# Bayes by Backprop from scratch (NN, classification)¶

We have already learned how to implement deep neural networks and how to use them for classification and regression tasks. In order to fight overfitting, we further introduced a concept called *dropout*, which randomly turns off a certain percentage of the weights during training.

Recall the classic architecture of a MLP (shown below, without bias terms). So far, when training a neural network, our goal was to find an optimal point estimate for the weights.

While networks trained using this approach usually perform well in regions with lots of data, they fail to express uncertainity in regions with little or no data, leading to overconfident decisions. This drawback motivates the application of Bayesian learning to neural networks, introducing probability distributions over the weights. These distributions can be of various nature in theory. To make our lifes easier and to have an intuitive understanding of the distribution at each weight, we will use a Gaussian distribution.
++++
_DIRECTIONS_:
A) Answer these questions using the Bayes by Backprop extract:
(i) What does dropout do during training?
(ii) Until now, what has been the goal when training a neural network?
(iii) Which distribution will be placed on each weight?
B) List every topic that the Bayes by Backprop extract says was already covered before this point.
C) Write the next part of the Bayes by Backprop extract, picking up after its final sentence.

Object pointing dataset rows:
++++
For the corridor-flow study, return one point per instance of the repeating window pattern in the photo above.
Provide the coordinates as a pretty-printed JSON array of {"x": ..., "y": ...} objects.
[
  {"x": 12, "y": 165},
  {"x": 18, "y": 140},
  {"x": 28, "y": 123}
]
++++
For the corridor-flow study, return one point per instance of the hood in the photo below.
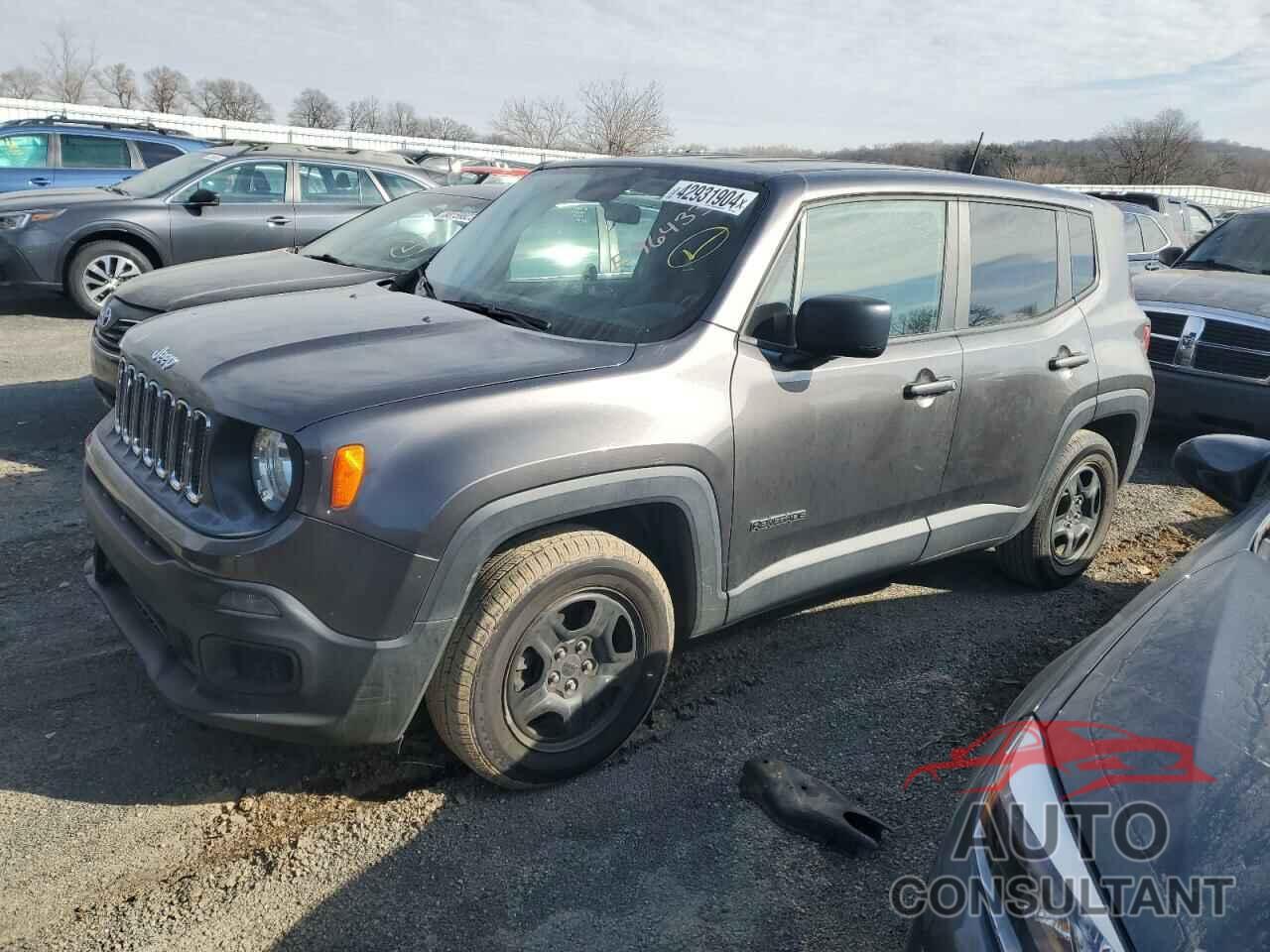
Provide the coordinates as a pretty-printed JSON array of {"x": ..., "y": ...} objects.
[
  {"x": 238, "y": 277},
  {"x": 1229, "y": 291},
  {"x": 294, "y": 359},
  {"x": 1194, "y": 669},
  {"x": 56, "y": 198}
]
++++
_ANSWERS_:
A)
(i) It randomly turns off a certain percentage of the weights.
(ii) To find an optimal point estimate for the weights.
(iii) A Gaussian distribution.

B)
- Implementing deep neural networks
- Using them for classification tasks
- Using them for regression tasks
- Dropout

C)
Unfortunately though, exact Bayesian inference on the parameters of a neural network is intractable. One promising way of addressing this problem is presented by the “Bayes by Backprop” algorithm (introduced by the “Weight Uncertainity in Neural Networks” paper) which derives a variational approximation to the true posterior. This algorithm does not only make networks more “honest” with respect to their overall uncertainity, but also automatically leads to regularization, thereby eliminating the need of using dropout in this model.

While we will try to explain the most important concepts of this algorithm in this notebook, we also encourage the reader to consult the paper for deeper insights.

Let’s start implementing this idea and evaluate its performance on the MNIST classification problem. We start off with the usual set of imports.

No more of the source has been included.